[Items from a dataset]

::::

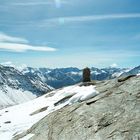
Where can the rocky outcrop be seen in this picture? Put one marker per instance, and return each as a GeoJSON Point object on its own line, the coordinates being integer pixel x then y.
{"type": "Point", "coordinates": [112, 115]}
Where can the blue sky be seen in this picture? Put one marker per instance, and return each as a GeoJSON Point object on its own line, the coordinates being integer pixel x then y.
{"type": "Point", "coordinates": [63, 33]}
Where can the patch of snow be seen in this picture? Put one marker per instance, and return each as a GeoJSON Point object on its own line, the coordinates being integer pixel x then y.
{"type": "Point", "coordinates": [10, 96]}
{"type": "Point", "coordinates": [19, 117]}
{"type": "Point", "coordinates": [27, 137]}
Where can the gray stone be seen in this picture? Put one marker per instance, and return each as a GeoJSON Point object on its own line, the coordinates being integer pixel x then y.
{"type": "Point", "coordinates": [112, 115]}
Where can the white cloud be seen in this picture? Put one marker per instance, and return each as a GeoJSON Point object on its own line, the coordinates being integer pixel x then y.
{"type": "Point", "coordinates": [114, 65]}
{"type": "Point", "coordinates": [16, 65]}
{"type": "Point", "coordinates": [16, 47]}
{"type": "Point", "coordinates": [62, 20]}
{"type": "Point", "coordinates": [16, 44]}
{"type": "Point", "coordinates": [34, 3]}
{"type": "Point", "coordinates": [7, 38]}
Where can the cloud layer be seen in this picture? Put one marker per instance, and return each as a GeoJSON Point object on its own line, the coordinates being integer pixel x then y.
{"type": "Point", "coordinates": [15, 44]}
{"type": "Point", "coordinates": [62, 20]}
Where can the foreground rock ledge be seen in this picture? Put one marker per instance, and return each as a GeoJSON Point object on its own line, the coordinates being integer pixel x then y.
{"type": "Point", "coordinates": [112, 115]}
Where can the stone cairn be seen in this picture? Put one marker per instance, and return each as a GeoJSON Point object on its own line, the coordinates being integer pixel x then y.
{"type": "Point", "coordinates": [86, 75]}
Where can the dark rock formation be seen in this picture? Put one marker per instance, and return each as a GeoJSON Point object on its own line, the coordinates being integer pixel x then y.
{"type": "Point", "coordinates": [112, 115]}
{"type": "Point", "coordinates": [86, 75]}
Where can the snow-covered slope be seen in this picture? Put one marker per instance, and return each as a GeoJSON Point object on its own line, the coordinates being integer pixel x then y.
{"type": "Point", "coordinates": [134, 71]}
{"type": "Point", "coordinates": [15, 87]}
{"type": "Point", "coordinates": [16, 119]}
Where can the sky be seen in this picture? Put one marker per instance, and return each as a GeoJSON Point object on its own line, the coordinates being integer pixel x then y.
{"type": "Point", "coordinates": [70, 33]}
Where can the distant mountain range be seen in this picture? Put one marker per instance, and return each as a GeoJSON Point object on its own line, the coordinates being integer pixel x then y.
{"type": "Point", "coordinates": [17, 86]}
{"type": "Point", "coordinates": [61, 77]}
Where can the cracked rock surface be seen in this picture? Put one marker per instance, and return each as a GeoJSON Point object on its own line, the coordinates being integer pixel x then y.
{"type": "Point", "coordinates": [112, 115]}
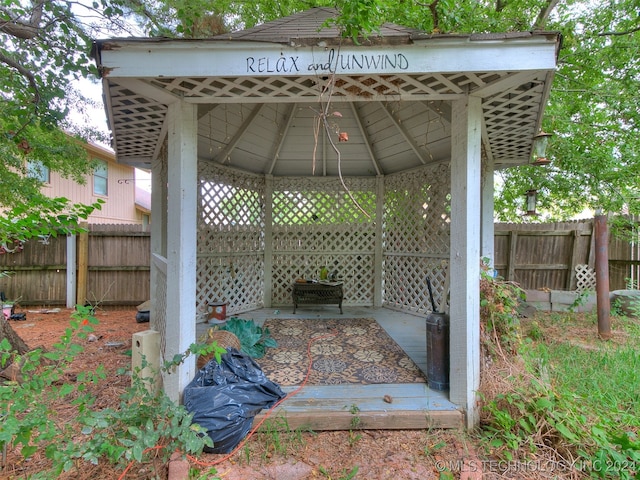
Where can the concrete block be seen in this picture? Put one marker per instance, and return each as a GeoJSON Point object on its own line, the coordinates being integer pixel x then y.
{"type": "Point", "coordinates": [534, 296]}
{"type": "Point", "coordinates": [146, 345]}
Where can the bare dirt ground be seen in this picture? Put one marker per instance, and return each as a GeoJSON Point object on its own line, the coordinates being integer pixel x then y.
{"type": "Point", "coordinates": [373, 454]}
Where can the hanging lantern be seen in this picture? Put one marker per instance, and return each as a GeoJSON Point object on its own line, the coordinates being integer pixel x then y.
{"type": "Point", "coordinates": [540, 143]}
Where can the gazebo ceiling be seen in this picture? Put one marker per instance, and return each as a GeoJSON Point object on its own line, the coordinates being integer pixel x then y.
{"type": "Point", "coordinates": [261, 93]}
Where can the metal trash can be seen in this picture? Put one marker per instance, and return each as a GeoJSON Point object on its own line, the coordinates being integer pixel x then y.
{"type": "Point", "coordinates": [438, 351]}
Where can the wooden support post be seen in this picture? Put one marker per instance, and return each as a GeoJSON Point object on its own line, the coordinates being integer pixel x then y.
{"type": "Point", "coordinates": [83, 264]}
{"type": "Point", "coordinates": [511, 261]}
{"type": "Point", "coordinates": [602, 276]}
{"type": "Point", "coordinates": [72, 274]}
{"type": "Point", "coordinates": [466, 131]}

::::

Find the line that contains "Where can the hanging". Copy it and every line after it to the end of the records, exactly, and nothing more.

Where can the hanging lantern be seen in this picture? Put one marker per instance, and return each as a GeoJSON Point object on its own line, the coordinates being integer pixel x then y.
{"type": "Point", "coordinates": [540, 143]}
Where can the gazebo ceiling be seen in this picture? Put one marker per instance, and return each as a GeoJSON Point object on its own line, the coordinates being integer pixel x then y.
{"type": "Point", "coordinates": [261, 93]}
Where can the metal trash can be seen in this picture? Put one marker per instance, and return each as a GeoJSON Point object on its own line, the coordinates being integer pixel x then y.
{"type": "Point", "coordinates": [438, 351]}
Where can the wooden support post be seen in this picture? Put one marker per instance, and return each as a GeoJSON Point object on its own line, the coordinates being integer pixel x then y.
{"type": "Point", "coordinates": [83, 264]}
{"type": "Point", "coordinates": [511, 261]}
{"type": "Point", "coordinates": [602, 276]}
{"type": "Point", "coordinates": [72, 274]}
{"type": "Point", "coordinates": [466, 131]}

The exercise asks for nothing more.